**Material for this task**
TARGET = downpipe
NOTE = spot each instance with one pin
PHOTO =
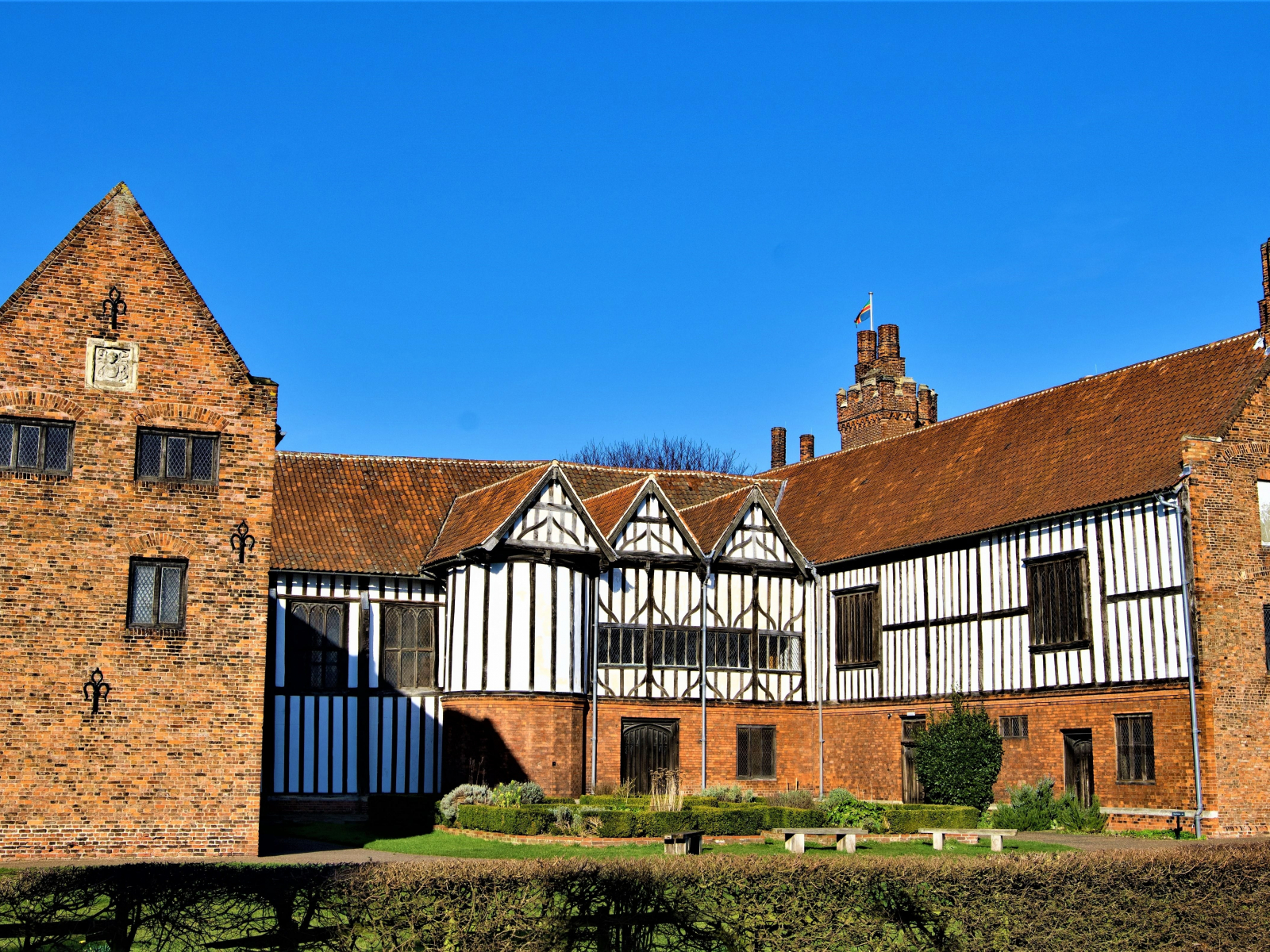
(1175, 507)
---
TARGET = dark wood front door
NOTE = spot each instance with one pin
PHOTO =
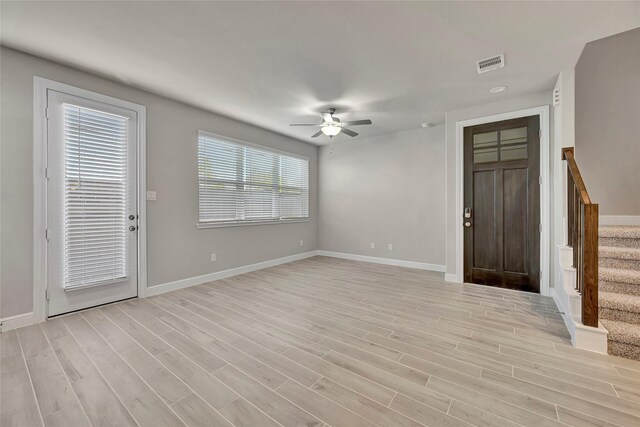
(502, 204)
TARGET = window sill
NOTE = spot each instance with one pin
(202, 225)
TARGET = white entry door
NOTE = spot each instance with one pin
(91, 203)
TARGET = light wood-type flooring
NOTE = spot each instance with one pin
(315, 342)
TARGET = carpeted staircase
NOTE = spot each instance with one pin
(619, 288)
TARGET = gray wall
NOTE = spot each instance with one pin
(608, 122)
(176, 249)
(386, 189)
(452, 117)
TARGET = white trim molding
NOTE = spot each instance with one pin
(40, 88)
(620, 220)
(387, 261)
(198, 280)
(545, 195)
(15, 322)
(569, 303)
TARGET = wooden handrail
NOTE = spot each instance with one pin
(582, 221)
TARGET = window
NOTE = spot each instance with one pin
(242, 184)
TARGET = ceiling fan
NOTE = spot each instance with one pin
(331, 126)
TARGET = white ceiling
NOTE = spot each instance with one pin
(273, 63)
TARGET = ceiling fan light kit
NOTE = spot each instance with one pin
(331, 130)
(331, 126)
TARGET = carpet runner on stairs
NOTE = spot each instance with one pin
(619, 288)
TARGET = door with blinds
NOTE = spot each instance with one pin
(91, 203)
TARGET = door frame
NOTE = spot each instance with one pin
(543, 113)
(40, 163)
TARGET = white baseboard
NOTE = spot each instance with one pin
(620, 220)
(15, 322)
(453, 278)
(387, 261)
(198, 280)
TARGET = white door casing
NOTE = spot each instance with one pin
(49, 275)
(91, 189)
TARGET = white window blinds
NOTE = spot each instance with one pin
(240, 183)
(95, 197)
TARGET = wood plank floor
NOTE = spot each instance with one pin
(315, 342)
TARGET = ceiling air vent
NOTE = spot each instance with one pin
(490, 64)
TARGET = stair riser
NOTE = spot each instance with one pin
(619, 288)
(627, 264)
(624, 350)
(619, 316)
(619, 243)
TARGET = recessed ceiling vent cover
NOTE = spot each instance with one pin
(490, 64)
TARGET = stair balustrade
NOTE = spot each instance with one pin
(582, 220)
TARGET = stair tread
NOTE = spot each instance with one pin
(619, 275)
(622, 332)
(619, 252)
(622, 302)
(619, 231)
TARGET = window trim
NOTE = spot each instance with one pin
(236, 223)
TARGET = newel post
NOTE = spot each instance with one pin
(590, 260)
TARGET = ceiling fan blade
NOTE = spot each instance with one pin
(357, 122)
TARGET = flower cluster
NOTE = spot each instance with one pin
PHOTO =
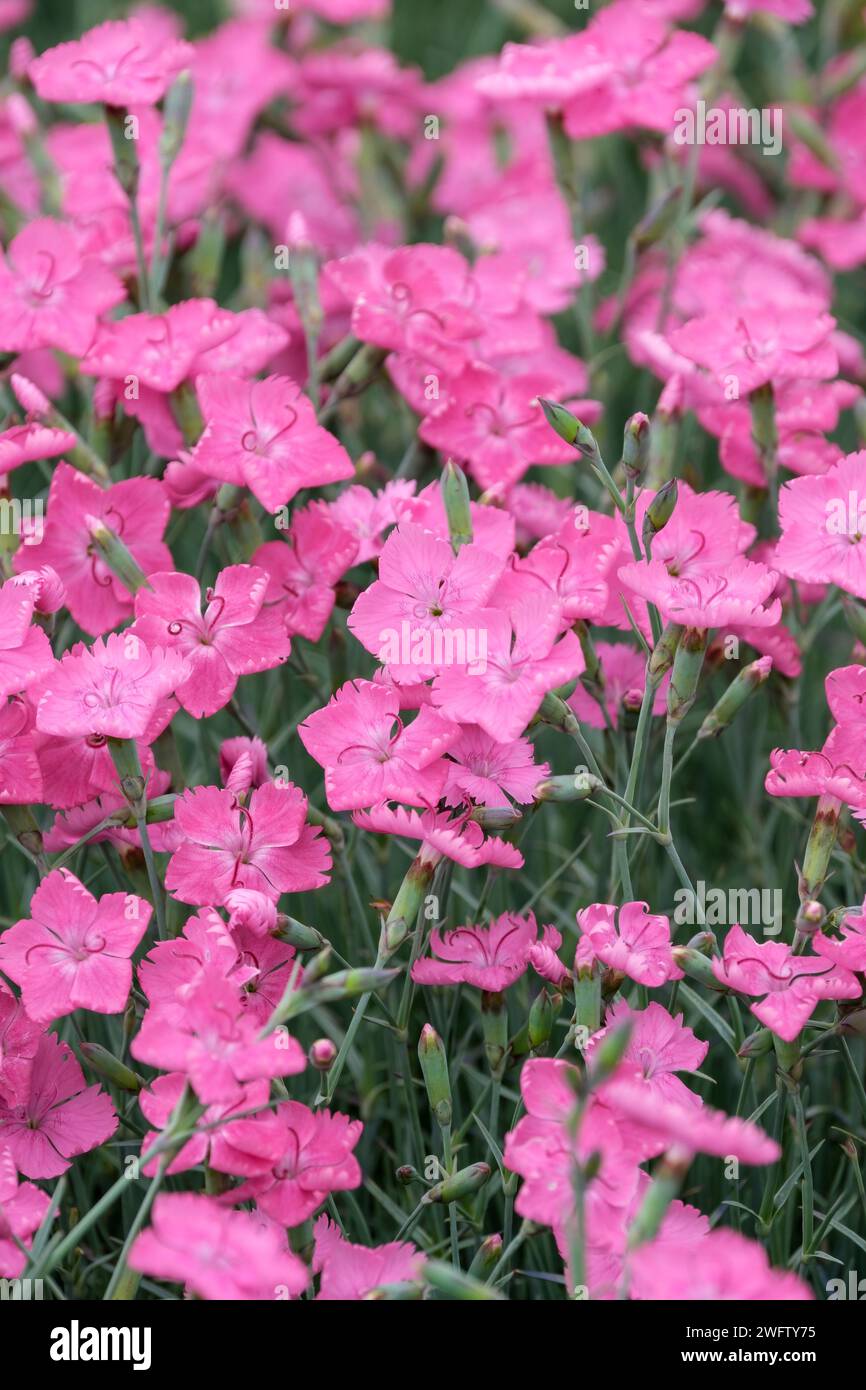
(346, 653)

**Your goal**
Among the lines above, find the one with "TARGET = light wood-type flooring" and the one with "TARGET = white trim molding". Quote both and everything between them, exactly.

**Problem solution**
TARGET = light wood-type flooring
NOTE = spot each instance with one pin
(315, 342)
TARGET = carpeted staircase
NOTE = spot each instance with one pin
(619, 288)
TARGET = gray wall
NOTE = spot each instance with one pin
(608, 122)
(176, 249)
(386, 189)
(452, 117)
TARGET = white trim molding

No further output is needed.